- Stated problem a -
Please pull out every line of the records below that contains the word "glass", copying each one in full.

───── Source excerpt

The details — and the purpose — of this new immigration doctrine, along with Cuccinelli’s edit of the poem on our welcoming statue, combine in a stark refutation of the entire spirit of Emma Lazarus’ poem.  Lazarus wrote the poem in 1883 as part of fundraiser sponsored by newspaper tycoon Joseph Pulitzer to raise money for construction of the base for the Statue of Liberty.  Lazarus herself came from a well-to-do Jewish family and became an advocate for immigrants in the early 1880s after witnessing the plight of thousands of newly arrived Eastern European Jews, forced to live in squalid overcrowded tenements, with little to no access to clean water, sanitation, education, or decent jobs.  Her compassionate vision for America, a vision held by many others of that time (since her poem was selected from among many other submissions to be permanently mounted on the statue’s base) is clearly articulated in the sonnet’s closing lines:

The New Colossus
by Emma Lazarus (1883)

Not like the brazen giant of Greek fame,
With conquering limbs astride from land to land;
Here at our sea-washed, sunset gates shall stand
A mighty woman with a torch, whose flame
Is the imprisoned lightning, and her name
Mother of Exiles. From her beacon-hand
Glows world-wide welcome; her mild eyes command
The air-bridged harbor that twin cities frame.
“Keep, ancient lands, your storied pomp!” cries she
With silent lips. “Give me your tired, your poor,
Your huddled masses yearning to breathe free,
The wretched refuse of your teeming shore.
Send these, the homeless, tempest-tost to me,
I lift my lamp beside the golden door!”

As a member of an immigrant family, I find the continuing attack on immigrants to be powerfully hypocritical.  It could be comical if it weren’t such a serious attack on the fundamental values of this nation’s identity, long held to be “a nation of immigrants.”  My own grandparents came here to escape the poverty they knew in Southern Italy.  They came with nothing to offer — they were illiterate and without valuable skills.  A check of Mr. Cuccinelli’s family tree reveals that the rule change he is championing would likely have excluded his own Italian immigrant ancestors.  (https://www.motherjones.com/politics/2019/08/cuccinellis-family-tree-suggests-his-new-immigration-rule-might-have-blocked-his-ancestors/)  To our nation’s embarrassment, this rule change is just the latest in a series of immigrant exclusion efforts, counteracting the stated purpose of the immigration and asylum system imbedded in American law.  Despite this recent disappointment, I must remember, even though this country sometimes falls short of its stated values, those values are still the ideals that have guided this country and its people for a long time.

But enough from me — let’s move on to a more interesting question: What would a revision of Emma Lazarus’ poem look like if one tried to “bring it up to date?”  To answer this question, we turn to a familiar ConVivio contributor — our favorite local published poet, Lauren de Vore.  You have seen her poetry presented in this space several times before.

──────────
───── Data excerpts

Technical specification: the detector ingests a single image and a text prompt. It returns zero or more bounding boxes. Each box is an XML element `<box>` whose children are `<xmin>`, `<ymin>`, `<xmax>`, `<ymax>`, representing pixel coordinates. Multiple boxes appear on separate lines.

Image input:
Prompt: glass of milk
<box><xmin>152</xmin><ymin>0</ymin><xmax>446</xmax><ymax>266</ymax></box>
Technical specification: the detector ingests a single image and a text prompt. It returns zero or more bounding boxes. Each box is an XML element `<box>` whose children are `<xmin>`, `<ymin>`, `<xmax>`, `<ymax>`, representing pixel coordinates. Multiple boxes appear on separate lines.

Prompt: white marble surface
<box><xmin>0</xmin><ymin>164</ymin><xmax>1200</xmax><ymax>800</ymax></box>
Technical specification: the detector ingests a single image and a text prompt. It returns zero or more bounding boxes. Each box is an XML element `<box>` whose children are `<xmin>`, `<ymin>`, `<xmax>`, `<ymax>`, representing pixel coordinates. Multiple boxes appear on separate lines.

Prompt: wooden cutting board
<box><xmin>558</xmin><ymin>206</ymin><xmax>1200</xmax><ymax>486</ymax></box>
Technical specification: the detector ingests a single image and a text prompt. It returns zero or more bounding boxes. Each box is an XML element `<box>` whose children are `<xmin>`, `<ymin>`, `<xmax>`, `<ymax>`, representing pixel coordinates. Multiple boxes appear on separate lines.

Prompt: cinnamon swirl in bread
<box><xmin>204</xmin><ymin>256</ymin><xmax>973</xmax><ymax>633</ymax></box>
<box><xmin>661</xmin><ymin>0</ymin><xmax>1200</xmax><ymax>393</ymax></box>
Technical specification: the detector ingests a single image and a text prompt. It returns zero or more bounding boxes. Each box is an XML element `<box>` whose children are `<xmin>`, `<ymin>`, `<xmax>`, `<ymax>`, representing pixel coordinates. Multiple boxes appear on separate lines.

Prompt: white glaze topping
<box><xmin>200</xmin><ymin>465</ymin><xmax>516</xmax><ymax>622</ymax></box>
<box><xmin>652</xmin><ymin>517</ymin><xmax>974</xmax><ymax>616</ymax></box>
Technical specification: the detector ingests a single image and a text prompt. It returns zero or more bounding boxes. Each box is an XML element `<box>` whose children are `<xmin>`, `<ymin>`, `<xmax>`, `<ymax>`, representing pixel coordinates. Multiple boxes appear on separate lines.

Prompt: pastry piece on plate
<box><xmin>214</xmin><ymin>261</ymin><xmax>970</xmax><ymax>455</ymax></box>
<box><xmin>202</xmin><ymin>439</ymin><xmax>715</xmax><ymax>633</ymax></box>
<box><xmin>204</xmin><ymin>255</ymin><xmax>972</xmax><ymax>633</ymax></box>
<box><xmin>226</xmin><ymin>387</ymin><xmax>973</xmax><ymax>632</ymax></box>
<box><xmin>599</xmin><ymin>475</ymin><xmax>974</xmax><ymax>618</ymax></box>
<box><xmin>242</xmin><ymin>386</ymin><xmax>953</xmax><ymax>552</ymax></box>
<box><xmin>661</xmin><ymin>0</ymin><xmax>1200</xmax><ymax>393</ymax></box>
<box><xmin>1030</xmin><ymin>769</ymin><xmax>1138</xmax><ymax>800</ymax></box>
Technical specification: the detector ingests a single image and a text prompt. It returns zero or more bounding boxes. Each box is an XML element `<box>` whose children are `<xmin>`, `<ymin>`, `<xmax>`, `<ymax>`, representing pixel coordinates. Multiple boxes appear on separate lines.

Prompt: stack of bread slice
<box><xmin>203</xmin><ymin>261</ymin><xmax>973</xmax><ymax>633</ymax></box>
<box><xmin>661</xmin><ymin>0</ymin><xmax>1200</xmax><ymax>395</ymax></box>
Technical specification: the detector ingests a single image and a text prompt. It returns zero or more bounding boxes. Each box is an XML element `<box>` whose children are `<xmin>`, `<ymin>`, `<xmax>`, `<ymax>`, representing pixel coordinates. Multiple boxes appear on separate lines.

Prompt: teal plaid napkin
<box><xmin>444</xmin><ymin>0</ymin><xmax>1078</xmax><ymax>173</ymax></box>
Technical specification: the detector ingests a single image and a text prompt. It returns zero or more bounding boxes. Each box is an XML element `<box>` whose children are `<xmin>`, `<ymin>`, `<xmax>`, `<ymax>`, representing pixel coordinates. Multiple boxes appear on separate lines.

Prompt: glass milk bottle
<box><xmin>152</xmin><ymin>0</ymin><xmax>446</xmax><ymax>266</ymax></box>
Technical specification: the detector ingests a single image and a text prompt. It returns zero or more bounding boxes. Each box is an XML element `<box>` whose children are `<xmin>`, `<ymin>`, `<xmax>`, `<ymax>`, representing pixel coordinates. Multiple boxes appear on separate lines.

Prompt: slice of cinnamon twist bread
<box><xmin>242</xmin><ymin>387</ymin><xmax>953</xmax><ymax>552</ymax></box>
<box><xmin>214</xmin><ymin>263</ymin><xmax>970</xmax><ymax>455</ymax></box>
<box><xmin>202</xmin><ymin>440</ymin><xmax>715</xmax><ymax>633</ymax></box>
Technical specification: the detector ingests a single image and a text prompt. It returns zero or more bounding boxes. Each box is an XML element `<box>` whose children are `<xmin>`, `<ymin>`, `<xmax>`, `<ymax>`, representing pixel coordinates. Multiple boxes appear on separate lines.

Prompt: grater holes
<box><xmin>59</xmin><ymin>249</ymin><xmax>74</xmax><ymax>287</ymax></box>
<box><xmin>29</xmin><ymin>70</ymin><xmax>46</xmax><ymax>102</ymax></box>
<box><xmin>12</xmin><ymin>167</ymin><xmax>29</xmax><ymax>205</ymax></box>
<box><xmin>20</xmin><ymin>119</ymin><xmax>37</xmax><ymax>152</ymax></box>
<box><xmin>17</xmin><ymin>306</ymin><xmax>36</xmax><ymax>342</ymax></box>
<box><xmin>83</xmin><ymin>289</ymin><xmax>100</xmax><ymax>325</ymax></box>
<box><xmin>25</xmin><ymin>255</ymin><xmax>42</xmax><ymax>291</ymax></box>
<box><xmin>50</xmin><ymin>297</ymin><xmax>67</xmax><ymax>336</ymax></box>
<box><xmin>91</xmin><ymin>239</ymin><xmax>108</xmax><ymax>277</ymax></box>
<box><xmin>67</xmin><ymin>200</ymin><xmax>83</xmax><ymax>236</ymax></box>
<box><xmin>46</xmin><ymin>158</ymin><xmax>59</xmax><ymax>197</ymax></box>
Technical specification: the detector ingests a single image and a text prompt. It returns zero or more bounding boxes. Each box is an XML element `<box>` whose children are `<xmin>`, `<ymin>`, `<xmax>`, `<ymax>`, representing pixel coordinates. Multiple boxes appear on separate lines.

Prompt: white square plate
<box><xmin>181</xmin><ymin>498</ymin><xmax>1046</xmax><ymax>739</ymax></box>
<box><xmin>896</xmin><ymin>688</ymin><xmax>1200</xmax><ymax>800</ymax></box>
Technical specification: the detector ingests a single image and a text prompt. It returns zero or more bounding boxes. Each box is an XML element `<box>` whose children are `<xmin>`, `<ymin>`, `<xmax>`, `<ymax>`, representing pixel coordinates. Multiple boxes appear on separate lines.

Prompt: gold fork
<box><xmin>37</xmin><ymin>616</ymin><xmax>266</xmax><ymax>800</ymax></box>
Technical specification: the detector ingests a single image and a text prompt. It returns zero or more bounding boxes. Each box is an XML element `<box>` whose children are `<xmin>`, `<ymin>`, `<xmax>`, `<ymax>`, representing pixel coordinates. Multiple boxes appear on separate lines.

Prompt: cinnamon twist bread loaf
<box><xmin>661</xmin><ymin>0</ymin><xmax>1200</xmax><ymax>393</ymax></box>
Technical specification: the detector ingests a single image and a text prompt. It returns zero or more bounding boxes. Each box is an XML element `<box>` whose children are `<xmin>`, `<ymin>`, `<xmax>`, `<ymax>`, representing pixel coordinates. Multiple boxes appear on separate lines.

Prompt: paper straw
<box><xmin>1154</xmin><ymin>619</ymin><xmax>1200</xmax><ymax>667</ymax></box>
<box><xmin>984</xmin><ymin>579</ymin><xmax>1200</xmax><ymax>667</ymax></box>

──────────

- Stated problem b -
In the passage on Emma Lazarus's poem, what was the fundraiser that prompted the poem meant to pay for?

- Reply a -
Prompt: glass of milk
Prompt: glass milk bottle

- Reply b -
Construction of the base for the Statue of Liberty.